== SOURCE EXTRACT
Out of a lot of nonsense about cyber attacks by foreign governments there comes a good article dealing with the key issue… poor privacy practices by individuals
February 20, 2019 |
There has been no shortage of breathless and generally meaningless articles about the Government’s statement that political parties and the Australian Parliament have been the subject of state sponsored cyber attacks. The Government boffins have come out with statements both highlighting the risk and claiming everything is under control. It has given rise to ponderous commentary about attacks on democracy and then spins out to truly odd dystopian pieces as Peter Hartcher did with Farewell tech utopia: how governments are readying the web for war which swallows the twaddle about the internet being balkanised and ruined.
The reality is that cyber attacks by state players, mainly Russia, China and North Korea have been a regular occurrence for a decade. Then there are the plethora of non state hackers in India, the various Stans and Africa who sometimes are engaged by instruments of state to create mischief. It is a feature of life in the age of the internet.
====
_REQUIRED ACTIONS_
#1 According to the article on cyber attacks, which countries are the main state players that have been carrying out cyber attacks for a decade?
#2 Rewrite the paragraph of the article on cyber attacks that begins "The reality is that" in a shorter form, keeping its main facts.
#3 Transcribe the stretch of the article on cyber attacks from "The reality is" through "of the internet.".
== DATASET ROWS
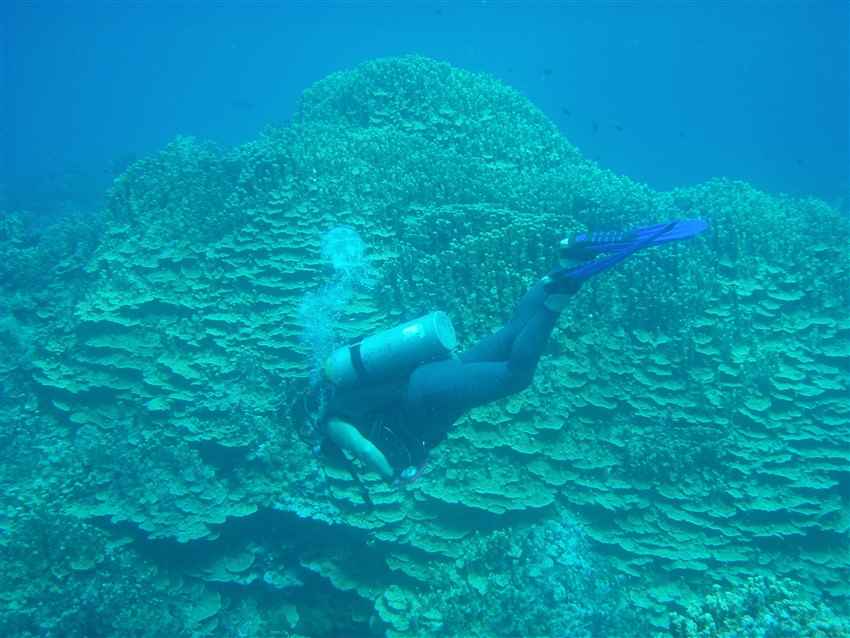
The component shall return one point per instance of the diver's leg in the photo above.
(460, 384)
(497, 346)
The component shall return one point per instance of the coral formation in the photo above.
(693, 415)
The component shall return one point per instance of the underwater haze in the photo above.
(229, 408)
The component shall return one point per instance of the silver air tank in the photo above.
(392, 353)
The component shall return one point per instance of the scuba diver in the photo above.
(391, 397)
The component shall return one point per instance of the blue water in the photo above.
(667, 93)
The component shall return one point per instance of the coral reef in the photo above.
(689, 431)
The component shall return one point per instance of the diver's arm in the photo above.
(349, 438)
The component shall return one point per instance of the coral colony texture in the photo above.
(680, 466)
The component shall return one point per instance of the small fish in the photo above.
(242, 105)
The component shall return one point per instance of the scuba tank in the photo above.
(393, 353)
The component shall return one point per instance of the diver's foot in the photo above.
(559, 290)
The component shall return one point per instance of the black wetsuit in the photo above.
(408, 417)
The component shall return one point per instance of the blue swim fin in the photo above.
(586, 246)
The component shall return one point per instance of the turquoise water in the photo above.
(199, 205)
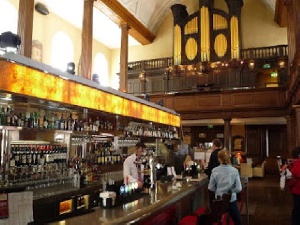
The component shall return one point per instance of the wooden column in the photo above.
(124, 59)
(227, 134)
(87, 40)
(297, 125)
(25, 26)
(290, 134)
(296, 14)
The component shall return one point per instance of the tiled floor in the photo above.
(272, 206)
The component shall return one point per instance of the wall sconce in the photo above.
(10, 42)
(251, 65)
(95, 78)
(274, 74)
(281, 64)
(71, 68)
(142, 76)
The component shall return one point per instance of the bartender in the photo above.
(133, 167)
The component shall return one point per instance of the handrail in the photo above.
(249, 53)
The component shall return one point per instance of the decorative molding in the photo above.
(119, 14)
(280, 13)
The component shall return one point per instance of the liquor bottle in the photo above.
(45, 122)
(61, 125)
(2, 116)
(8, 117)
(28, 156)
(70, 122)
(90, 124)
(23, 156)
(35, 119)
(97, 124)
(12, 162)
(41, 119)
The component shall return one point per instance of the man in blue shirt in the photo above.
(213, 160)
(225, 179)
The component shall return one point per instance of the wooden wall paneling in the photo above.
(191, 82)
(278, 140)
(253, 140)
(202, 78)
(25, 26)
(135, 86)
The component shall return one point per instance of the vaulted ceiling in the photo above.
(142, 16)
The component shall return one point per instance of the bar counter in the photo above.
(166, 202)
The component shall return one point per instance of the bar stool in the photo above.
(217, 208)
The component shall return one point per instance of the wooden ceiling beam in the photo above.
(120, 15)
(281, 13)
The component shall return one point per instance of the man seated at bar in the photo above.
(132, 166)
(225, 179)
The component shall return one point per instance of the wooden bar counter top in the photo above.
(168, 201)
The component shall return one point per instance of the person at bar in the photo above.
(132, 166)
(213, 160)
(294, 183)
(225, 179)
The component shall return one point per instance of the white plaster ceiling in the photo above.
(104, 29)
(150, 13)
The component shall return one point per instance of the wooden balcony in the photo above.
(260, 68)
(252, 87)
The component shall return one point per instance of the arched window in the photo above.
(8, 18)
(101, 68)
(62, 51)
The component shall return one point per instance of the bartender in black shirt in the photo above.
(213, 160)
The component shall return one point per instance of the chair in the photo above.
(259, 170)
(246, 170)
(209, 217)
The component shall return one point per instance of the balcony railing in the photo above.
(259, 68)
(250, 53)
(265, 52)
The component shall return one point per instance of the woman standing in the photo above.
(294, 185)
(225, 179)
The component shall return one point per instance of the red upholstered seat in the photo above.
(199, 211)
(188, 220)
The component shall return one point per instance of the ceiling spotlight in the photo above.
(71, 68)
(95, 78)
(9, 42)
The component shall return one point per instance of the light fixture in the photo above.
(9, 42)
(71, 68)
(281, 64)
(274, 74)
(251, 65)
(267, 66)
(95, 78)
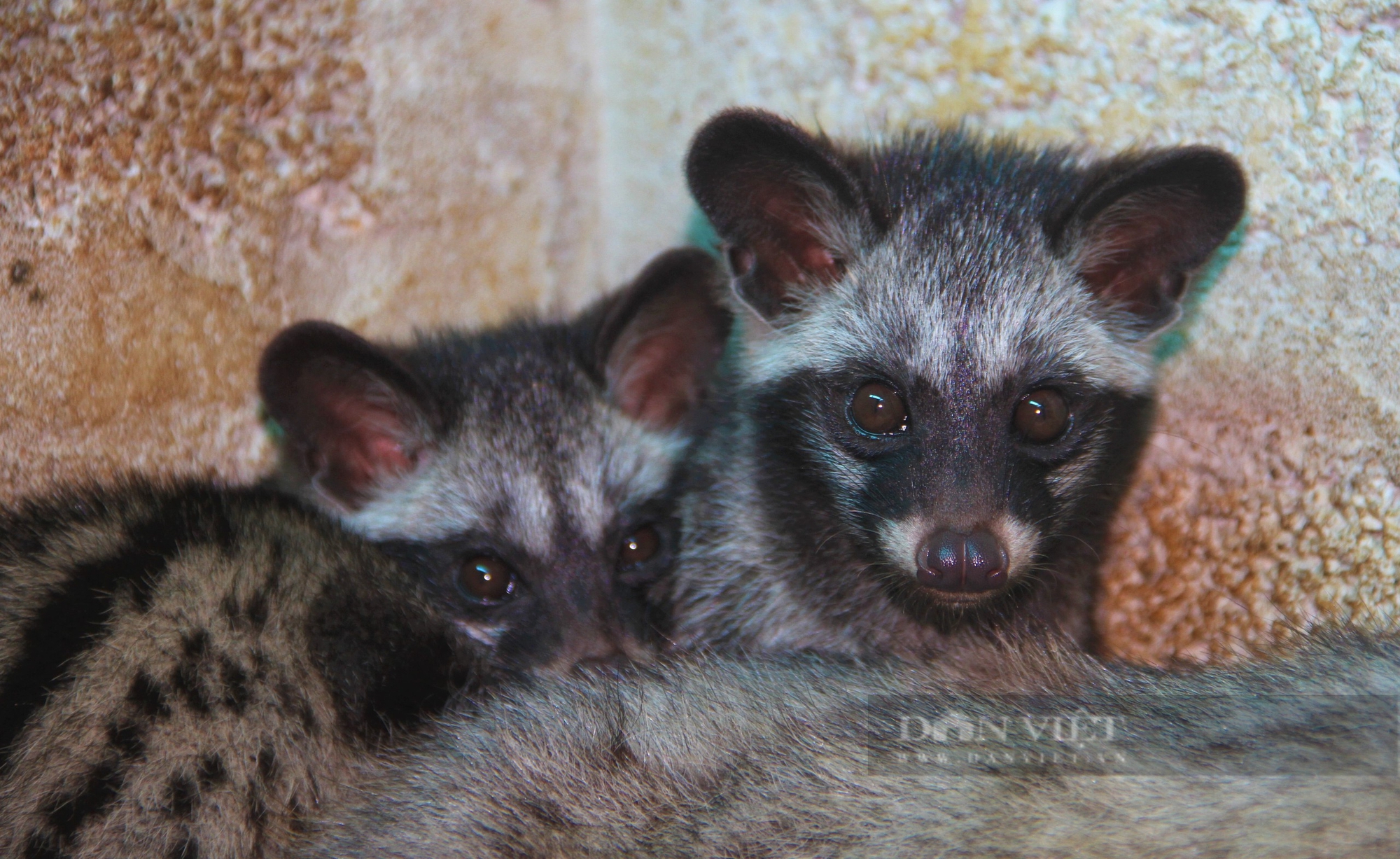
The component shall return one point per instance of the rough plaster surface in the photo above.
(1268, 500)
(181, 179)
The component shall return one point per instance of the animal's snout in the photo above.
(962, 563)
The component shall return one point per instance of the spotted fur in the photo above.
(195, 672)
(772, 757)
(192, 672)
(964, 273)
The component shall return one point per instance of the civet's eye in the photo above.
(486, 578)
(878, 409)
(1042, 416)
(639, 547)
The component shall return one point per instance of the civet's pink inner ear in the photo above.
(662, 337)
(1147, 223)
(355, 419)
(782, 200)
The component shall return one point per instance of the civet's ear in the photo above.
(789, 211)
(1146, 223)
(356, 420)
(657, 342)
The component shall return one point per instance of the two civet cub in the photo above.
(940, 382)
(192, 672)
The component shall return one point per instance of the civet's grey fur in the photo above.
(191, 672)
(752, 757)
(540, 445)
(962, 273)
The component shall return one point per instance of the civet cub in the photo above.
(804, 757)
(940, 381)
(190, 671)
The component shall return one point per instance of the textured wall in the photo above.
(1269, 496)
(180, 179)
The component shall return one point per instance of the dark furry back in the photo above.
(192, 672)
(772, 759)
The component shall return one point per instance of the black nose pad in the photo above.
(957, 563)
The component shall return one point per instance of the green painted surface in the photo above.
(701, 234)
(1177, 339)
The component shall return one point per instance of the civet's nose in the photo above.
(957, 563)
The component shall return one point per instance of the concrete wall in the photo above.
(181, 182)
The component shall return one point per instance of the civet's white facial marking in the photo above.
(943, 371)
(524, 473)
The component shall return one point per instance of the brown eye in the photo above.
====
_EXERCISE SOLUTIONS_
#1 Russia, China and North Korea.

#2 State players, chiefly Russia, China and North Korea, have been carrying out cyber attacks regularly for a decade. Numerous non-state hackers in India, the various Stans and Africa are sometimes engaged by state instruments to create mischief. Such attacks are a feature of life in the internet age.

#3
The reality is that cyber attacks by state players, mainly Russia, China and North Korea have been a regular occurrence for a decade. Then there are the plethora of non state hackers in India, the various Stans and Africa who sometimes are engaged by instruments of state to create mischief. It is a feature of life in the age of the internet.